GOAL OF THE EXERCISE> Write out each of the records below again, word for word and line for line.

RECORDS FOR PROCESSING>
__________________________________________________

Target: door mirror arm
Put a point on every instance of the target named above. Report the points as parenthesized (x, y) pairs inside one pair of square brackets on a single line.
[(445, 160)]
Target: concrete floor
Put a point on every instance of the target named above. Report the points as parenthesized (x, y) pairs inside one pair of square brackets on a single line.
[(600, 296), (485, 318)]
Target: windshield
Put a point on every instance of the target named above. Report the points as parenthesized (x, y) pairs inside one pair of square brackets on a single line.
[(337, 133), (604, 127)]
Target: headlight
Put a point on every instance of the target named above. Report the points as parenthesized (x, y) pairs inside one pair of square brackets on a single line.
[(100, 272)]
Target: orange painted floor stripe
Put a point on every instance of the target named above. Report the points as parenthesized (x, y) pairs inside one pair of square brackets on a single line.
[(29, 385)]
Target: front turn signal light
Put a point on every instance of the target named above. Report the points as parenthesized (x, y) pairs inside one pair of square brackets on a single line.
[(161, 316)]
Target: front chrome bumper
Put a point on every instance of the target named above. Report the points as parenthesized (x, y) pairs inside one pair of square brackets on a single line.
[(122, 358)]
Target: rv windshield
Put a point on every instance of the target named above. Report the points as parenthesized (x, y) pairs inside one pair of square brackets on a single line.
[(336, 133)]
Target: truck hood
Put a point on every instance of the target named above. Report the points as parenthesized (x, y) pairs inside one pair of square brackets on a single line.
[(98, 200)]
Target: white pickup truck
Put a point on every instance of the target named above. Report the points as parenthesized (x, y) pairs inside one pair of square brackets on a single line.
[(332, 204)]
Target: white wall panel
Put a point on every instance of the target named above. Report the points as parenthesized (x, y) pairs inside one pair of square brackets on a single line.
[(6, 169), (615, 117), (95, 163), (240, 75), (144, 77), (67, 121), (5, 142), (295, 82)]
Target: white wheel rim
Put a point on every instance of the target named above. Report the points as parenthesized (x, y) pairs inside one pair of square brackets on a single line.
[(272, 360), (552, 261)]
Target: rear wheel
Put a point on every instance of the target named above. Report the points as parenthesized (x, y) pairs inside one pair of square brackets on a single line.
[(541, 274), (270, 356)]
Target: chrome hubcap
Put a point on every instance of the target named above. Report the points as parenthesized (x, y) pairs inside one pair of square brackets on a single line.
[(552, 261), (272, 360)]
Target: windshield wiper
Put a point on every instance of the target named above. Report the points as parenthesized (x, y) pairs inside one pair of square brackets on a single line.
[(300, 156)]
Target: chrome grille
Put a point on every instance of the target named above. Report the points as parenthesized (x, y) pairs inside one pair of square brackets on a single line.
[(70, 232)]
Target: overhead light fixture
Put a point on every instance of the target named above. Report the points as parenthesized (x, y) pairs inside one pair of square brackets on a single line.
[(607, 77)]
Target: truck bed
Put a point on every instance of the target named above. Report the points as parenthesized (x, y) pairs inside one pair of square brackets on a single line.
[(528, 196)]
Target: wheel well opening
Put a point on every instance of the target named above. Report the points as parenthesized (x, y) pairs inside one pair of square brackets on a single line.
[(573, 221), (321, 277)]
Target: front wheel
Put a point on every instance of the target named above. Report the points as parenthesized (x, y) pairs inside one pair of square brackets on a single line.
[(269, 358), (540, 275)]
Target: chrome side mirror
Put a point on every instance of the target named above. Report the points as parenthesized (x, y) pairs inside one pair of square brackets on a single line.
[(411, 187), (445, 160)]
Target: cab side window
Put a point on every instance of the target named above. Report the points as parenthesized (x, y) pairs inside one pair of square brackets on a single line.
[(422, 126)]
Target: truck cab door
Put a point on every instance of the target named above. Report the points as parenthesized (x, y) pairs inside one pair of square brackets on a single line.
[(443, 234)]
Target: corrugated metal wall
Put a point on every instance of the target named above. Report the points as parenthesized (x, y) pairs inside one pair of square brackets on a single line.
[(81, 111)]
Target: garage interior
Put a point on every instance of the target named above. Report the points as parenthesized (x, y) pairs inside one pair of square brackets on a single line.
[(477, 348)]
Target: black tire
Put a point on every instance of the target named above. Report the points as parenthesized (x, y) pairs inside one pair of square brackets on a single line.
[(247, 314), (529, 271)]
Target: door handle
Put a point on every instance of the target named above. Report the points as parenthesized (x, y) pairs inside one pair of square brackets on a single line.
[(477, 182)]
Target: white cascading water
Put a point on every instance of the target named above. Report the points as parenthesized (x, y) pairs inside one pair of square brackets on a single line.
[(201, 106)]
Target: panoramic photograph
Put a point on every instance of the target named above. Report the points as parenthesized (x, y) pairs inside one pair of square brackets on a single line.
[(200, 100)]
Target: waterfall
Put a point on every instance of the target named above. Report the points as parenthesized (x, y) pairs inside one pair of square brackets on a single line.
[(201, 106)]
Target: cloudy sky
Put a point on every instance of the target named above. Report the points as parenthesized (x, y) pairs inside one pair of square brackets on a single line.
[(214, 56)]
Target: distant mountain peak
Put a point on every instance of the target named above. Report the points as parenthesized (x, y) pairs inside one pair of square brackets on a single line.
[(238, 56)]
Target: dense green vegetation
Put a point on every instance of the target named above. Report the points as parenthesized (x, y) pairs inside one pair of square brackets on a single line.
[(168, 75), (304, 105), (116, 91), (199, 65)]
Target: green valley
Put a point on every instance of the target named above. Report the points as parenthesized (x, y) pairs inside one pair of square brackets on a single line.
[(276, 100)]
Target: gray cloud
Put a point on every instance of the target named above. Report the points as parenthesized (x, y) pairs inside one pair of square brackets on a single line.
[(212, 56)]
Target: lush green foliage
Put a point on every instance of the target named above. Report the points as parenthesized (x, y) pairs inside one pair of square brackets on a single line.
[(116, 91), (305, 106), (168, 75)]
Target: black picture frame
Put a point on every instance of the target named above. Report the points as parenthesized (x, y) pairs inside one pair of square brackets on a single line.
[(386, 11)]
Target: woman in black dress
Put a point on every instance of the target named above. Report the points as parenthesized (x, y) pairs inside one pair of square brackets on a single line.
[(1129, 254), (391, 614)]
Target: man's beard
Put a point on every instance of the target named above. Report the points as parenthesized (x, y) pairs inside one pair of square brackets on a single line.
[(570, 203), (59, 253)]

__________________________________________________

COMPLETED TASK>
Target: door mirror arm
Put a point on every instance of the target named above. Report the points as parenthesized (x, y) pairs inside one pair of square brackets on a single line.
[(445, 160)]
Target: concrete floor
Put a point on every instance of the target named above. Report the points as parenthesized (x, y) pairs inside one pair of square brackets on a single line.
[(600, 296), (485, 318)]
Target: windshield
Put a point on every instance of the target named above. Report the points as parenthesized (x, y) pairs inside one pair of square brackets on a single line.
[(337, 133), (604, 127)]
Target: headlight
Put a point on every instance of the target named above. Report the points as parenthesized (x, y) pairs inside one pair of square brackets on a single line.
[(100, 272)]
Target: orange painted floor stripe
Put a point on every instance of the target named above. Report the points as parenthesized (x, y) pairs inside one pair of square brackets on a single line.
[(29, 385)]
Target: front turn signal light
Put a point on every instance of the target named above. Report the points as parenthesized (x, y) pairs inside one pair of square brackets on a single line.
[(161, 316)]
Target: front chrome bumper
Put a point on every instance of the target named above. Report the points as parenthesized (x, y) pairs inside one pair of square brackets on a single line.
[(122, 358)]
Target: rv windshield
Put a point on every instance of the target named above. Report the points as parenthesized (x, y) pairs inside one pair of square brackets on a single line.
[(336, 133)]
Target: truck hood
Put a point on every instance of the target named above. Report the points as parenthesized (x, y) pairs inside one pair of square brackets on a single line.
[(98, 200)]
Target: white pickup truck
Put a point on every instance of the target named above. Report the points as parenthesized (x, y) pairs inside one pair of square brackets on a single line.
[(332, 204)]
Target: white wall panel
Put a point on every instance of the target named above. Report the points as parenthesized (x, y) pairs inside one pair of square brackets on a single line.
[(6, 169), (615, 117), (95, 163), (240, 75), (144, 77), (67, 121), (5, 142), (295, 82)]
Target: white wheel rim
Put a point on every instance of the target named above. Report the points as parenthesized (x, y) pairs inside one pair of square brackets on a single line.
[(272, 360), (552, 261)]
Target: rear wheel
Put a point on every instance of the target named above. Report the points as parenthesized (x, y) pairs inside one pair of square brackets on a single line.
[(541, 274), (270, 356)]
Target: chrome hubcap
Put a point on every instance of the target named above. Report the points as parenthesized (x, y) pairs inside one pair of square brackets on a single line.
[(552, 261), (272, 360)]
Target: windshield wiper
Put a point on every instance of the target named above. Report the points as parenthesized (x, y) pairs inside one pair of square brackets on a single line.
[(300, 156)]
Target: chrome grille
Put a point on every instance of the target named above. Report the points as parenthesized (x, y) pairs inside one pair of square brackets on a single line.
[(70, 232)]
Target: overhead light fixture
Put a point on every instance of the target named above. Report the points as parenthesized (x, y) pairs inside one pair of square brackets on a single line.
[(607, 77)]
Target: truck bed
Put a point on every instance of the target named above. Report the points as parenthesized (x, y) pairs inside one pair of square brackets on a single line.
[(528, 196)]
Target: wheel well opening
Put a point on every instance of the target named above. Report the points as parenthesized (x, y) pairs inside one pair of square brackets on a single line.
[(573, 221), (321, 277)]
Target: front wheel
Put a point on every instance of the target named above. Report the points as parenthesized (x, y) pairs inside one pair of square brackets on a single line.
[(269, 358), (540, 275)]
Target: chrome side mirror
Put a point on every instance of the target named above. Report the points as parenthesized (x, y) pairs inside one pair of square brackets on a single line.
[(411, 187), (445, 160)]
Target: cab side window
Put a point on every instance of the target named above. Report the points as parenthesized (x, y) pairs inside one pair of square brackets on a single line.
[(422, 126)]
Target: truck cab door
Put a point on every instance of the target named above. Report the points as parenthesized (x, y) pairs inside one pair of square brackets on a single line.
[(443, 234)]
Target: corrugated metal wall
Put a point on every instance of the target named above. Report the points as parenthesized (x, y) pairs inside one pair of square brackets on a single line.
[(81, 111)]
Target: garage interior
Put a point on every instance of the target named above. Report the points as parenthesized (x, y) pairs inside one pair of square brackets on a single line.
[(477, 348)]
Target: black tire
Put a point on every instance of the target named above. Report the points as parenthesized (x, y) pairs inside one pair of square brackets on a single line.
[(247, 314), (529, 271)]
Target: door handle
Put a point on every instance of the target named above. Report the points as parenthesized (x, y) pairs inside one pair of square brackets on a single line.
[(477, 182)]
Target: white cascading water
Put a point on every instance of the target named above. Report the points as parenthesized (x, y) pairs inside one pair of square brackets on a single line.
[(201, 106)]
Target: panoramic photograph
Put a point on every instance of the target named above. Report the points as parenthesized (x, y) pairs inside one pair of square brackets on a single line.
[(200, 100)]
Target: waterfall
Put a point on every instance of the target named above. Report the points as parenthesized (x, y) pairs inside one pair of square brackets on a single line.
[(201, 106)]
Target: cloudy sky
Put a point on every instance of the target named above. Report the points as parenthesized (x, y) pairs inside one pair of square brackets on a single line.
[(214, 56)]
Target: distant mountain peak
Put a point on every instance of the target named above. Report the points as parenthesized (x, y) pairs inside one pair of square brackets on a single line.
[(238, 56)]
Target: dense green vegetation
Put a point on every instance of the target named above. Report the points as parenthesized (x, y) pairs inside one pair of square brackets on a single line.
[(168, 75), (304, 105), (116, 91), (199, 65)]
Target: green valley
Put a point on every instance of the target named above. Report the points as parenthesized (x, y) pairs inside one pair of square brackets on a single line.
[(276, 100)]
Target: gray cloud
Put a point on every instance of the target named above. Report the points as parenthesized (x, y) pairs inside one pair of square brackets on a single line.
[(212, 56)]
Target: lush green foliage
Put a point on every instance of the target named above. Report the points as parenthesized (x, y) pairs inside one pair of square brackets on a single line.
[(116, 91), (305, 106), (168, 75)]
Target: black picture frame
Put a point on every instance of the target named above. Report the points as parenthesized (x, y) pairs inside one pair of square brackets on a single line.
[(386, 11)]
Target: woman in black dress
Put a point on every instance of the target named above. Report the points as parenthesized (x, y) pairs inside one pair of square brackets on a single line.
[(1129, 254), (391, 614)]
Target: man's beard
Put a point on every instance of the target named above. Report the points as parenthesized (x, y) pairs inside one pair of square brackets on a single line.
[(570, 203), (59, 253)]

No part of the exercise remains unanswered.